● Data for this task
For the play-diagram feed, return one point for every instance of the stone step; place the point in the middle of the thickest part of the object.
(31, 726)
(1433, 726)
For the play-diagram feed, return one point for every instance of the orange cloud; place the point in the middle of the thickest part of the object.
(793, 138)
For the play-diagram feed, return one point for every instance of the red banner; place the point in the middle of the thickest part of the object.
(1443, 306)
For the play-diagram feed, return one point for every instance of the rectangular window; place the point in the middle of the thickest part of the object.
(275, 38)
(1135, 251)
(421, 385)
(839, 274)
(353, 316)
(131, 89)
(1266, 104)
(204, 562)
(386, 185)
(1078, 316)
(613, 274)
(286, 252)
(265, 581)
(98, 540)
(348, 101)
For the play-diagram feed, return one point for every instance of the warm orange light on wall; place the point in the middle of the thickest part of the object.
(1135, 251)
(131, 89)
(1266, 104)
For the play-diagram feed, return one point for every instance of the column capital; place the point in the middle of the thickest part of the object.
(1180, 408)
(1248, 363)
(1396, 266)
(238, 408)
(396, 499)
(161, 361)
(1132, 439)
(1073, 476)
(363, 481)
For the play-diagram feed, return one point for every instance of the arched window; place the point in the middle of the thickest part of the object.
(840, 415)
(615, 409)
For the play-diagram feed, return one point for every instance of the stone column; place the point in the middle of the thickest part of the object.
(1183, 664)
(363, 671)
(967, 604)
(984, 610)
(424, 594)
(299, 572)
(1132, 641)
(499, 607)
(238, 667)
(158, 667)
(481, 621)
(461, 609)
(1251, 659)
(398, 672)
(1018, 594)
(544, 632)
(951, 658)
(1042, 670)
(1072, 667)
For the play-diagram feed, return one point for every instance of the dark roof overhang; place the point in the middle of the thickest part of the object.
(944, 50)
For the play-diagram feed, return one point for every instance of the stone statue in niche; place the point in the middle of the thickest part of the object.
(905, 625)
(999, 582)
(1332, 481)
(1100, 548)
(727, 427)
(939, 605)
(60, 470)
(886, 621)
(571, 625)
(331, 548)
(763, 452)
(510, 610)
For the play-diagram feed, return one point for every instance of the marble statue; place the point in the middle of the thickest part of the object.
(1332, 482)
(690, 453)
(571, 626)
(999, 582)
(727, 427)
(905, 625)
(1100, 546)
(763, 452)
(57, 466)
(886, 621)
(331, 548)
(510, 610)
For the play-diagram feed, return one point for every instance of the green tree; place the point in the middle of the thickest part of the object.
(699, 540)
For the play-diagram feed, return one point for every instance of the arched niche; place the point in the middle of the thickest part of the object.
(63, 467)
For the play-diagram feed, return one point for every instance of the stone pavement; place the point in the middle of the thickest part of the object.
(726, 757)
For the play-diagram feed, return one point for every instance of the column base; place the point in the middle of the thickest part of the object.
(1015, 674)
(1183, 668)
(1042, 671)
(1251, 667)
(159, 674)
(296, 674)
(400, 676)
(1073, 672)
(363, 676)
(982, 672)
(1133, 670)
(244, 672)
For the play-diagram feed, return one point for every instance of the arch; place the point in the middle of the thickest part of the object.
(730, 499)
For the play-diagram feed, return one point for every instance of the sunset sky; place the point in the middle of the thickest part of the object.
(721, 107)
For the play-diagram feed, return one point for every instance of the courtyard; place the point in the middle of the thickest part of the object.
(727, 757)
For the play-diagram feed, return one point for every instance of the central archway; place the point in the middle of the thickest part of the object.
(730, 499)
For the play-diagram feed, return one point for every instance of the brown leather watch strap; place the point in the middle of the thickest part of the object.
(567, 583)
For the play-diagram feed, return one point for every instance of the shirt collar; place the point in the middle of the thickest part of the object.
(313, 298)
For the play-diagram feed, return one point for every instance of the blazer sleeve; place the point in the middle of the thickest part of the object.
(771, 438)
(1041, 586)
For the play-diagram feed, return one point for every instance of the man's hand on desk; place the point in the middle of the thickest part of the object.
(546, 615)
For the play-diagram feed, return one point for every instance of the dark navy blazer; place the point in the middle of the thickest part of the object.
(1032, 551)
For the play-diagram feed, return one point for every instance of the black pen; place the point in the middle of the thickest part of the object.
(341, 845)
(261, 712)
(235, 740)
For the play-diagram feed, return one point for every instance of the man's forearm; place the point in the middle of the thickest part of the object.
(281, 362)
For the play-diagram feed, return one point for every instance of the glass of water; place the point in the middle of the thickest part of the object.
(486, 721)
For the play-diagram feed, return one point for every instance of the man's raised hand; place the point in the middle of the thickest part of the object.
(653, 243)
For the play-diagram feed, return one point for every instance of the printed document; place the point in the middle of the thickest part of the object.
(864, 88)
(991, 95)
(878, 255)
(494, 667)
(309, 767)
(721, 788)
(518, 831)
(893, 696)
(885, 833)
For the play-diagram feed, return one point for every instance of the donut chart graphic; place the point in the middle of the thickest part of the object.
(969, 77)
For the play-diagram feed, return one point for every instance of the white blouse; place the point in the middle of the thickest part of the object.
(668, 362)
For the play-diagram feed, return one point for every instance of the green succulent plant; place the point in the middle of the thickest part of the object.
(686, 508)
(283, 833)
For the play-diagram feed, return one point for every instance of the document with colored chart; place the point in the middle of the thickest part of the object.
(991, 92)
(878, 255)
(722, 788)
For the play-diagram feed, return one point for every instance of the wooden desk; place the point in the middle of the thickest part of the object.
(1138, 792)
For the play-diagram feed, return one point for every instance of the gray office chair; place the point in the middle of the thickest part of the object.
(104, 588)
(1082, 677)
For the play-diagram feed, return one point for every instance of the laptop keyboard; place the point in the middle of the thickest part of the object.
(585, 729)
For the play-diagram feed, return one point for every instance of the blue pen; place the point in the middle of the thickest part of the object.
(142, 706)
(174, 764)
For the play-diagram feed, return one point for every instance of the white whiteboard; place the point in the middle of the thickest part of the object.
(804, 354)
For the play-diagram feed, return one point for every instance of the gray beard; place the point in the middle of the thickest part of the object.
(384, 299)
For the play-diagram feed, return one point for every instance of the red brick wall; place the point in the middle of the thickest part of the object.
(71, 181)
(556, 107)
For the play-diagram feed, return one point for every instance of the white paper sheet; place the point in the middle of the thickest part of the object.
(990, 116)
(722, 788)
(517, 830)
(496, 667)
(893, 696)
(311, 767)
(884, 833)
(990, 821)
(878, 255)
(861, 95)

● Task to complete
Every line of the listing must be written out again exactly.

● Response
For the play-diagram feed, return one point for every instance of the stone step; place the point in the middle of the thickest part of the object.
(31, 726)
(1433, 726)
For the play-diagram feed, return one point for every instance of the orange cloud; place the point in the middle of the thickest part of the object.
(793, 138)
For the play-diagram feed, return one point for every instance of the red banner; place the point in the middle of the thickest part of the object.
(1443, 306)
For the play-diagram feed, return one point for every instance of the rectangular window; place the point in the middle of the thickest part of the object.
(275, 38)
(1135, 251)
(421, 385)
(839, 274)
(353, 316)
(131, 89)
(1266, 104)
(204, 562)
(386, 185)
(1078, 316)
(613, 274)
(286, 252)
(265, 581)
(98, 540)
(348, 101)
For the play-diagram feed, return one point for every instance of the warm orange light on wall; place the point in the middle of the thickest part of the object.
(1135, 251)
(131, 89)
(1266, 104)
For the play-diagram feed, return one point for every instance of the column capital; place the point in the middle of the thickest part of the object.
(1180, 408)
(1248, 363)
(1396, 266)
(238, 408)
(396, 499)
(161, 361)
(1132, 439)
(1073, 476)
(363, 481)
For the play-diagram feed, return one point for every instance of the arched window; place the point in the middle of the thickest part of the object.
(840, 415)
(615, 409)
For the play-diagram feed, return one point for every instance of the stone column; place the point in the middle of the thickest part of the object.
(1183, 664)
(363, 671)
(967, 604)
(984, 610)
(424, 594)
(299, 572)
(1132, 641)
(499, 607)
(238, 667)
(158, 667)
(481, 621)
(461, 609)
(1251, 659)
(398, 672)
(1018, 594)
(544, 632)
(951, 658)
(1042, 670)
(1072, 667)
For the play-diagram feed, return one point for every instance of the dark roof overhang; place the point in the middle of the thickest part of the object.
(944, 50)
For the play-diagram feed, return one point for every instance of the stone statue in niche; place the point in the middle of the thickest part of the object.
(905, 625)
(999, 582)
(1332, 481)
(1100, 548)
(727, 427)
(939, 605)
(60, 470)
(886, 621)
(571, 625)
(331, 548)
(763, 452)
(510, 610)
For the play-diagram feed, return one point for every instance of the marble statue; place the point in the middle of the thickest part of the object.
(1332, 482)
(690, 453)
(571, 626)
(999, 582)
(727, 427)
(905, 625)
(1100, 546)
(763, 452)
(57, 466)
(886, 621)
(331, 548)
(510, 610)
For the play-diagram feed, return one point for every instance of the green tree; place the point in the middle of the thickest part of the object.
(699, 540)
For the play-diagram feed, return one point for every instance of the arched niche; place the point in the middle of the thickest part of the object.
(63, 467)
For the play-diagram feed, return one point for every instance of the stone pavement; place the point in the middle of the thickest part of the object.
(726, 757)
For the play-diagram feed, return one point for every instance of the column base; place the point in the middle of the thickest part of the object.
(1015, 674)
(1183, 668)
(1042, 671)
(1251, 667)
(159, 674)
(296, 674)
(400, 676)
(1073, 672)
(363, 676)
(982, 672)
(1133, 670)
(244, 672)
For the play-diagram feed, return one point for every instance of the arch; place the point in the middle of the thickest part of the object.
(730, 499)
For the play-diagram feed, return one point for every instance of the sunset sky; place the point in the middle of the thickest part of the object.
(721, 107)
For the play-diagram feed, return one point for every instance of the courtyard; place the point in the middle of the thickest part of the object.
(727, 757)
For the play-diagram feed, return one point for every instance of the central archway; place the point in the middle of the thickest part of the object.
(730, 499)
For the play-diagram feed, return one point for every instance of the brown leather watch strap; place the point in the middle of the thickest part of the object.
(567, 583)
For the play-diagram feed, return one point for every instance of the shirt collar; place the point in the middle of the thickest part of the object.
(313, 298)
For the play-diagram feed, return one point for every instance of the blazer sleeve; place the point in the middle of the thickest part of the object.
(771, 438)
(1041, 586)
For the play-diagram feed, return one point for every instance of the man's hand on desk; place the point in the middle of the thickest part of the object.
(546, 615)
For the play-diagram feed, return one point for every instance of the dark navy blazer; place the point in the middle of the thickest part of the object.
(1032, 551)
For the play-diagram feed, return one point for every instance of the black pen; place the point in the middle of the thickest part of the object.
(341, 845)
(261, 712)
(235, 740)
For the play-diagram feed, return one point for every instance of the man's forearm; place the point in the middle of the thickest part of the object.
(281, 362)
For the play-diagram feed, return one point for every instance of the glass of water; place the point in the middle of the thickest part of the object.
(486, 721)
For the play-diagram feed, return one point for every instance of the man's raised hand; place the point in the middle of the thickest part of the object.
(653, 243)
For the play-diagram feed, return one point for every instance of the printed document; place the point in the middle of the thickest part of the object.
(864, 88)
(991, 95)
(878, 255)
(494, 667)
(309, 767)
(721, 788)
(518, 831)
(893, 696)
(885, 833)
For the play-diagram feed, return one point for every instance of the donut chart graphic; place the point in the middle of the thickest part of the object.
(969, 77)
For the play-diagram feed, return one point for every instance of the white blouse; place the point in the middle of the thickest part of the object.
(668, 362)
For the play-diagram feed, return one point for every instance of the green succulent plant; place the point in the middle of the thickest part of the object.
(686, 508)
(283, 833)
For the play-diagram feed, return one point for every instance of the document with colored chart; place the point in the middle of the thickest part of the object.
(991, 92)
(878, 255)
(722, 788)
For the play-diagram feed, return one point for every instance of the wooden desk; place the point in the middle of the thickest part of the object.
(1138, 792)
For the play-diagram feed, return one point for every instance of the gray office chair; place the point in the middle of the thickest part of the object.
(104, 588)
(1082, 677)
For the play-diagram feed, return one point for every instance of the laptop keyboard; place the point in the middle of the thickest part of the object.
(585, 729)
For the play-diagram feed, return one point for every instance of the blue pen; place the point in the middle of the thickest part of the object.
(142, 706)
(174, 764)
For the play-diagram feed, return one point for every instance of the white whiteboard; place the point in the middle of the thickest part of the object.
(804, 354)
For the play-diagram feed, return one point for every instance of the gray beard; place the point in the middle of the thickest part of the object.
(384, 299)
For the play-diagram feed, return one point for every instance of the red brick wall; place the point in the middle of the thickest part of the object.
(71, 181)
(556, 107)
For the play-diagram feed, return one point for every instance of the white paper sheet; place the point in the middle of the thickest part of the object.
(990, 116)
(722, 788)
(517, 830)
(496, 667)
(893, 696)
(311, 767)
(884, 833)
(990, 821)
(878, 255)
(861, 95)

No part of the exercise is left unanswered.